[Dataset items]
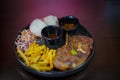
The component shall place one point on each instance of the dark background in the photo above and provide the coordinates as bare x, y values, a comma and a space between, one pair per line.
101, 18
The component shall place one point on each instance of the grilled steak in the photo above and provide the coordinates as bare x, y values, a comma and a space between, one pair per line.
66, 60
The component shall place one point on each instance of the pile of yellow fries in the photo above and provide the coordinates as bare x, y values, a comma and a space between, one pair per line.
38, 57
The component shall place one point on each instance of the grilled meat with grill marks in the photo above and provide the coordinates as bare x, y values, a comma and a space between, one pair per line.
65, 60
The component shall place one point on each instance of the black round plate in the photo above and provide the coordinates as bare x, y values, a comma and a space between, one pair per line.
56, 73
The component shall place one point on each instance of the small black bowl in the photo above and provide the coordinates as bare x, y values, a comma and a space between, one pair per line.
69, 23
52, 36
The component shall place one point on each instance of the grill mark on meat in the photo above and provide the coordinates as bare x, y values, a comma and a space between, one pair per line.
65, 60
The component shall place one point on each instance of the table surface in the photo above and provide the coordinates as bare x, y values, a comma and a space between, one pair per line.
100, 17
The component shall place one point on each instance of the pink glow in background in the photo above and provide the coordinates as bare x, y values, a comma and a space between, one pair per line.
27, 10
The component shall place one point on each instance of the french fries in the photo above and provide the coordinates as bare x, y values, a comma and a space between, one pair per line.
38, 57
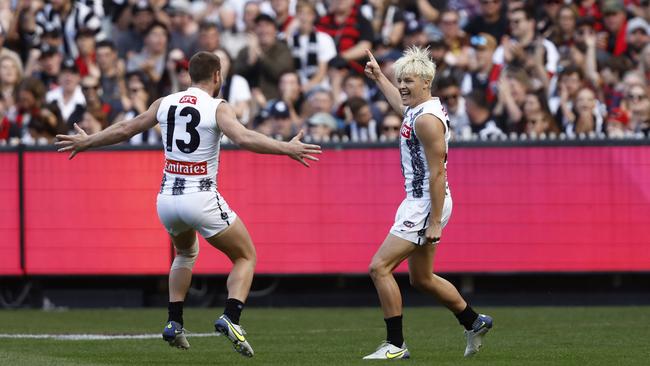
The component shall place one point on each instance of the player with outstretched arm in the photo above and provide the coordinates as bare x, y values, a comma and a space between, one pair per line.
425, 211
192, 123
* * *
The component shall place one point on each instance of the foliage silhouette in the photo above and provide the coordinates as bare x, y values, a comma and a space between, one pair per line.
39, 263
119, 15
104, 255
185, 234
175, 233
==
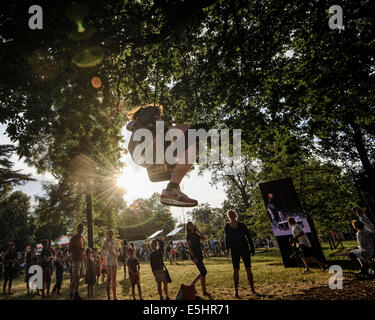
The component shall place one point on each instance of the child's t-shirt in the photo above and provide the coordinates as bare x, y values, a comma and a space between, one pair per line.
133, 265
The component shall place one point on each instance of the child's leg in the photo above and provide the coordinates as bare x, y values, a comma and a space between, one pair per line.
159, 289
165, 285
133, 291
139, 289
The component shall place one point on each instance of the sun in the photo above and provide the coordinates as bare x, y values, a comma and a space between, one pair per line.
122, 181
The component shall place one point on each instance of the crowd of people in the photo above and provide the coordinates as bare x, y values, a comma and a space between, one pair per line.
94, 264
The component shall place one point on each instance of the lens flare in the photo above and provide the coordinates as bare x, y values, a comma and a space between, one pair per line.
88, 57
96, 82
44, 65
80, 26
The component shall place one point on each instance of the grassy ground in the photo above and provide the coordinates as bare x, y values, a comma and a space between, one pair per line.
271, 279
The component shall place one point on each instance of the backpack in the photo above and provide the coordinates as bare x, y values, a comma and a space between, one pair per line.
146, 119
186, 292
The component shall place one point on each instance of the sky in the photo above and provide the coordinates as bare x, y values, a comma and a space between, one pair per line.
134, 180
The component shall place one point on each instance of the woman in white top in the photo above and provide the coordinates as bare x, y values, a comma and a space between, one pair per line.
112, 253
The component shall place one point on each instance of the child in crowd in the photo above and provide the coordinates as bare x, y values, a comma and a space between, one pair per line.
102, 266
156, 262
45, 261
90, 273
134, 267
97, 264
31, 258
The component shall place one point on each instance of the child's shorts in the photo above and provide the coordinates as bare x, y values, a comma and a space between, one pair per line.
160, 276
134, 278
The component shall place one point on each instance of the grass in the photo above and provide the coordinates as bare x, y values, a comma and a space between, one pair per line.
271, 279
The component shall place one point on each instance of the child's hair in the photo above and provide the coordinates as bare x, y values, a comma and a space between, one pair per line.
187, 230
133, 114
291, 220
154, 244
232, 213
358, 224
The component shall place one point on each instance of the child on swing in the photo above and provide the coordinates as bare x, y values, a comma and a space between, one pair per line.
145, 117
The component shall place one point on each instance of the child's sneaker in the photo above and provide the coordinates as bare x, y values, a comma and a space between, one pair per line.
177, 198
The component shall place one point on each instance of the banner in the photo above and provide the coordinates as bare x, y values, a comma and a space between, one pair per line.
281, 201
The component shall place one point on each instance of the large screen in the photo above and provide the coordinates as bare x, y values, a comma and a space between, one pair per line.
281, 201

## Exercise task
Return every line of the entries above that contains the string "child".

## Problem solution
The component shall place one point on each instance of the child's t-shirt in the photo above and provide the coordinates as bare x, y values, a comma and a space between, one pair per line.
The component shall place one point on each instance of the child's leg in the photo above and provide the coordinates as bare x, y values, a comma and a space between, one pair per line.
The component shall place one point on each instance of the child in crowd in the photo above and provide the coordinates as bare x, y values, a comma and a space between, one pair per line.
The component shall place one point on each instance of the child's shorts in the photo above and provide the coordinates as bare x, y values, a comma and a space between, one pair per line.
The component shall place one point on each instance of the child's hair in the photo above and provide the coordinates as bare x, y values, a comma and a space between, one pair per line.
The component shall place one point on each instance of the child on swing in the photo above and provide the coordinates as bare x, y values, a comma and a space between, one pair per line.
The component shall place one point on each instance of the child's sneaker in the photo above and provide the coordinates as bare x, y values, a comma and a space between, one pair per line.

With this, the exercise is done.